Rows taken from a pointing dataset:
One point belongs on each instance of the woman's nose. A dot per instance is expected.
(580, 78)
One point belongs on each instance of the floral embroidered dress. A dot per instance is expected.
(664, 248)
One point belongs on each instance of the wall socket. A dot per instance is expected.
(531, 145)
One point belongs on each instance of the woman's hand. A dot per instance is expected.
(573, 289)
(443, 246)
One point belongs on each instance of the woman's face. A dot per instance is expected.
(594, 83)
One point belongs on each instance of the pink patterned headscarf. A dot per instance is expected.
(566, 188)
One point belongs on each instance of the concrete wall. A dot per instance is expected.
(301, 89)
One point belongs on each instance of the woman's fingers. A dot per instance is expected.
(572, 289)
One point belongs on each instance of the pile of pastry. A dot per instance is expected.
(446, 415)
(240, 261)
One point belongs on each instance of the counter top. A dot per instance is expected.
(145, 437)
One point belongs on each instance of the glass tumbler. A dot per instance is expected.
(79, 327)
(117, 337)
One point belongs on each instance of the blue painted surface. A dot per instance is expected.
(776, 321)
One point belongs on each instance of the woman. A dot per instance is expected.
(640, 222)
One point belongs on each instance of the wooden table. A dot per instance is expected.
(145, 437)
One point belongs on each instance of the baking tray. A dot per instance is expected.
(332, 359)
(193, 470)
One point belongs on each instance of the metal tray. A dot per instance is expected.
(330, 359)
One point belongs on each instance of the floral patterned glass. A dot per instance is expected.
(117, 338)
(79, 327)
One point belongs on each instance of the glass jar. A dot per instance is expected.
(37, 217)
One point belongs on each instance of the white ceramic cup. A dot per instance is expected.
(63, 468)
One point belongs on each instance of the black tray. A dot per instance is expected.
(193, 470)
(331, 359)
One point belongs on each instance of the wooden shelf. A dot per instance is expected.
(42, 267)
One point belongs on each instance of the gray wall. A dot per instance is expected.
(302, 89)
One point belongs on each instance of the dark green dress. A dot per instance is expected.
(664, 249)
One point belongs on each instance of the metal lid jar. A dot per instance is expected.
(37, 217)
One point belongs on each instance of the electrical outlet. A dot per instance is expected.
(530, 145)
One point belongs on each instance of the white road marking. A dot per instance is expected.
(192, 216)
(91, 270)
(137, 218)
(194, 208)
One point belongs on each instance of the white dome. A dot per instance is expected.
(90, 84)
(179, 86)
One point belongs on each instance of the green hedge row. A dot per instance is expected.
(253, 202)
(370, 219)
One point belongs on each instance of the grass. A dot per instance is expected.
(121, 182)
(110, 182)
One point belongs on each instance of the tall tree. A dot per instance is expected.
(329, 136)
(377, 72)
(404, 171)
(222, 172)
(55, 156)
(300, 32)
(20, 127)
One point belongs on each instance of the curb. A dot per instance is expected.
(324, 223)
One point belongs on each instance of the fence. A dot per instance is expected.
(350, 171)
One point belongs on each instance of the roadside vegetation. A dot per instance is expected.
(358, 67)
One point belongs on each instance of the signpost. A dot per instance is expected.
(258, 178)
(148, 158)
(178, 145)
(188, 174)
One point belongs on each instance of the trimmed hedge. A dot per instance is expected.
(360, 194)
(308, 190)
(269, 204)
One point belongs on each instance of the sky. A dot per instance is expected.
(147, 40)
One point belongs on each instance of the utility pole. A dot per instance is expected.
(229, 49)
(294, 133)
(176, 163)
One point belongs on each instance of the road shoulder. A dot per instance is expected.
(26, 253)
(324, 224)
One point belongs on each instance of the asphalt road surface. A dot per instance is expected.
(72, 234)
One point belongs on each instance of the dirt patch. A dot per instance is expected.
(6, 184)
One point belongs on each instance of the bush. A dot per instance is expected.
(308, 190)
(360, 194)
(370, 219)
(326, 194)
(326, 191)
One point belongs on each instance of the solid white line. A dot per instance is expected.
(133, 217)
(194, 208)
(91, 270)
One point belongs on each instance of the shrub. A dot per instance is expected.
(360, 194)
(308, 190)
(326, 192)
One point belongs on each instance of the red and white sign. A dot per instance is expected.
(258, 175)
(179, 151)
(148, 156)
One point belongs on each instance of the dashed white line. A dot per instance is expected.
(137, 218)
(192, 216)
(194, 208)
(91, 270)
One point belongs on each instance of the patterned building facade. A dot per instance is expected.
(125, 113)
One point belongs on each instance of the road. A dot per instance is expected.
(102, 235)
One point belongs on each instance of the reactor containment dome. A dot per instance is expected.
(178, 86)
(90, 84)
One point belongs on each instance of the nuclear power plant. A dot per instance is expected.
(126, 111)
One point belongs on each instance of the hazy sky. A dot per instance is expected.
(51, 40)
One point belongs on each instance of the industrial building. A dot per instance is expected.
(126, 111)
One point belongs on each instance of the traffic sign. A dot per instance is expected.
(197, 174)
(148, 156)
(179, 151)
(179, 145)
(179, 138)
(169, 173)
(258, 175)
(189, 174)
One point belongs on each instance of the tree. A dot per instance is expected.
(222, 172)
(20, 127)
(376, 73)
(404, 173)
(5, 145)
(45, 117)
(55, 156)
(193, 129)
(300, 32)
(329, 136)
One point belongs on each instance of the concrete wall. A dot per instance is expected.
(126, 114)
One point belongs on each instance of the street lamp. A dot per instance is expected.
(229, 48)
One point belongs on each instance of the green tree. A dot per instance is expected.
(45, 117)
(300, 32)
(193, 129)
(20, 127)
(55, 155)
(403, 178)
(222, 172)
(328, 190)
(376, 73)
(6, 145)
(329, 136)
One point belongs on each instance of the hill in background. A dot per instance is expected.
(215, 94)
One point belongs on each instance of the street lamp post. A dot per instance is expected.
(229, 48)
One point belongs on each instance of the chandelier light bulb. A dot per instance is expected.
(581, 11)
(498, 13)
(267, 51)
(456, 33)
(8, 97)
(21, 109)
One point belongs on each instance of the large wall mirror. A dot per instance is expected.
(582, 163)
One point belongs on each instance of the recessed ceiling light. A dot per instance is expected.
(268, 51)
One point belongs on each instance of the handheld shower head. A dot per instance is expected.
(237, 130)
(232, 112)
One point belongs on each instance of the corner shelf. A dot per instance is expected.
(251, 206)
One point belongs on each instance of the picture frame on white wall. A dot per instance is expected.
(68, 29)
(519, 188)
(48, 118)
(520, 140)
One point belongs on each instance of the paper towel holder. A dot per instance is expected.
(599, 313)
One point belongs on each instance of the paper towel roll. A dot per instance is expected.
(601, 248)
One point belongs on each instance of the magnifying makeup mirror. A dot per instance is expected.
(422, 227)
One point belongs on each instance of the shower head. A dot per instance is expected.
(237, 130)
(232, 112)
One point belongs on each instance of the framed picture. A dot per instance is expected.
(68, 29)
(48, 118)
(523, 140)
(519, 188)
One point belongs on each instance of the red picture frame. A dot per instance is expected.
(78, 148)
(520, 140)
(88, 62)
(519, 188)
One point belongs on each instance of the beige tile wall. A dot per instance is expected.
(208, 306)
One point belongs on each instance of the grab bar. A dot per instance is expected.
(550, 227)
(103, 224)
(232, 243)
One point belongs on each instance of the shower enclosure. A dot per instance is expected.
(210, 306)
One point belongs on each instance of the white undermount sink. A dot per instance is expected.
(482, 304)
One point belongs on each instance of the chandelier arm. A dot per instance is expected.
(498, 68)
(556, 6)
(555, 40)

_What this task involves_:
Copy out all of the material above word for word, with every line kept unchanged and in the same order.

_The completed task_:
One point belongs on each instance of the woman's nose. A dot per instance is expected.
(580, 78)
One point belongs on each instance of the floral embroidered dress. A dot per instance is expected.
(664, 248)
One point belongs on each instance of the wall socket. A dot per instance is expected.
(531, 145)
One point belongs on each instance of the woman's hand. A dot per instance is expected.
(573, 289)
(443, 246)
One point belongs on each instance of the woman's face. A dot per instance is expected.
(594, 83)
One point belongs on each instance of the pink patterned headscarf. A dot per instance is expected.
(566, 188)
One point belongs on each instance of the concrete wall. A dot per instance is expected.
(301, 89)
One point belongs on each instance of the woman's fingers. A dot per instance is expected.
(572, 289)
One point belongs on each instance of the pile of pastry. A dot per instance is expected.
(446, 415)
(240, 261)
One point belongs on each instance of the counter top. A dot per instance is expected.
(145, 437)
One point belongs on each instance of the glass tumbler. A dot per instance is expected.
(79, 327)
(117, 337)
One point belongs on each instance of the blue painted surface. A dot per instance is expected.
(776, 321)
One point belongs on each instance of the woman. A dot per instance is expected.
(640, 222)
One point belongs on each instance of the wooden table. A dot per instance is expected.
(145, 437)
One point belongs on each instance of the baking tray. A dot per instance is expected.
(332, 359)
(193, 470)
One point belongs on each instance of the metal tray. A dot per instance is expected.
(330, 359)
One point belongs on each instance of the floral patterned glass. A dot per instance is expected.
(117, 338)
(79, 327)
One point belongs on each instance of the glass jar. A dot per instance is expected.
(37, 217)
One point belongs on each instance of the white ceramic cup. A dot per instance is expected.
(63, 468)
One point belongs on each instance of the black tray. A dot per instance is expected.
(193, 470)
(331, 359)
One point belongs on each instance of the wooden shelf. A dot per instance is expected.
(42, 267)
One point belongs on each instance of the gray wall. A dot per instance is expected.
(302, 89)
One point belongs on each instance of the dark green dress. A dot per instance is expected.
(664, 249)
One point belongs on each instance of the metal lid jar. A dot per instance is expected.
(37, 217)
One point belongs on each instance of the electrical outlet. A dot per instance is expected.
(530, 145)
One point belongs on each instance of the white road marking. A dot per instance is expected.
(192, 216)
(91, 270)
(137, 218)
(194, 208)
One point belongs on each instance of the white dome. A dot per instance is expected.
(90, 84)
(179, 86)
One point belongs on each instance of the green hedge row. A dot per instance is expected.
(253, 202)
(370, 219)
One point belongs on each instance of the grass. A dot per instance is expected.
(121, 182)
(110, 182)
One point belongs on each instance of the tall tree. A dot per instance is expected.
(329, 136)
(377, 72)
(404, 171)
(222, 172)
(55, 156)
(300, 32)
(20, 127)
One point belongs on each instance of the curb. A dot per instance is expected.
(324, 223)
One point belongs on each instance of the fence. A dot per instance is expected.
(350, 171)
One point belongs on each instance of the roadside vegetation. A dot per instance is expected.
(358, 67)
One point belongs on each instance of the signpost. A dot per instance is expected.
(258, 178)
(148, 158)
(178, 145)
(188, 174)
One point belongs on each instance of the trimmed hedge. A dot per instance is expected.
(360, 194)
(308, 190)
(269, 204)
One point belongs on each instance of the sky. A dot per instance is expected.
(147, 40)
One point belongs on each instance of the utility pole. A dot per instance is expected.
(229, 49)
(294, 133)
(176, 163)
One point belongs on each instance of the road shoulder. A dot per instance is expected.
(26, 253)
(324, 224)
One point belongs on each instance of the asphalt road surface. A dot per instance is expected.
(72, 234)
One point belongs on each instance of the dirt patch. A dot per instance is expected.
(6, 184)
One point belongs on each instance of the bush. A dot per instance is expected.
(308, 190)
(360, 194)
(370, 219)
(326, 194)
(326, 191)
One point belongs on each instance of the solid white line. A dot per instance is expected.
(133, 217)
(194, 208)
(91, 270)
One point belongs on each instance of the shrub. A dot per instance is expected.
(360, 194)
(308, 190)
(326, 192)
One point belongs on each instance of the red and white sign. A dot per instance is expected.
(258, 175)
(179, 151)
(148, 156)
One point belongs on each instance of the dashed white line. A dot per instance is expected.
(137, 218)
(192, 216)
(194, 208)
(91, 270)
One point belongs on each instance of the patterned building facade. A dot per instance is expected.
(125, 113)
One point belongs on each instance of the road. A dot per instance is expected.
(102, 235)
One point belongs on each instance of the reactor containment dome. A dot per instance is expected.
(178, 86)
(90, 84)
One point belongs on each instance of the nuclear power plant. A dot per instance is expected.
(126, 111)
One point belongs on each instance of the hazy sky. A dot per instance is expected.
(51, 40)
One point belongs on each instance of the industrial building. A dot per instance is expected.
(126, 111)
One point belongs on each instance of the traffic sign. A dot per instance is expected.
(197, 174)
(148, 156)
(179, 151)
(179, 145)
(179, 138)
(169, 173)
(258, 175)
(189, 174)
One point belongs on each instance of the tree. A dot per instance is expected.
(222, 172)
(20, 127)
(376, 73)
(404, 173)
(5, 145)
(45, 117)
(55, 156)
(193, 129)
(300, 32)
(329, 136)
One point belongs on each instance of the concrete wall. A dot per instance is expected.
(126, 114)
One point belongs on each instance of the street lamp. A dot per instance is expected.
(229, 48)
One point belongs on each instance of the green tree. A dot per instance is expected.
(45, 117)
(300, 32)
(193, 129)
(20, 127)
(55, 155)
(403, 178)
(222, 172)
(328, 190)
(376, 73)
(6, 145)
(329, 136)
One point belongs on each instance of the hill in background. A dot per instance is expected.
(215, 94)
One point belongs on each instance of the street lamp post. A dot per instance is expected.
(229, 48)
One point belongs on each instance of the chandelier light bulb. A dot per instance is expected.
(581, 11)
(498, 13)
(267, 51)
(456, 33)
(8, 97)
(21, 109)
One point belongs on each instance of the large wall mirror. A dot per instance is expected.
(582, 163)
One point belongs on each instance of the recessed ceiling light. A dot per instance is expected.
(268, 51)
One point belongs on each instance of the handheld shower head. A dot per instance is expected.
(237, 130)
(232, 112)
One point belongs on each instance of the corner shelf. A dot per instance is expected.
(251, 206)
One point belongs on each instance of the picture frame on white wall. A dot per instance is expected.
(68, 29)
(519, 188)
(48, 118)
(520, 140)
One point belongs on each instance of the paper towel holder. A dot per instance is expected.
(599, 313)
One point belongs on each instance of the paper towel roll. A dot per instance is expected.
(601, 248)
One point belongs on each instance of the magnifying makeup mirror. A dot per instance is expected.
(422, 227)
One point belongs on each instance of the shower head. A dot per instance is expected.
(237, 130)
(232, 112)
One point belongs on each instance of the framed picture. A dot per instance is expected.
(68, 29)
(48, 118)
(523, 140)
(519, 188)
One point belongs on each instance of the red picture frame. A dot per instance is expected.
(78, 148)
(520, 140)
(88, 62)
(519, 188)
One point belongs on each instance of the beige tile wall. A dot per instance is expected.
(208, 306)
One point belongs on each instance of the grab bar. A dot per instance is expected.
(550, 227)
(103, 224)
(232, 243)
One point belongs on each instance of the shower enclosure. A dot per instance is expected.
(210, 306)
One point belongs on each instance of the white undermount sink. A dot per instance is expected.
(482, 304)
One point belongs on each instance of the chandelier arm. A dot per instance is expected.
(498, 68)
(556, 6)
(555, 40)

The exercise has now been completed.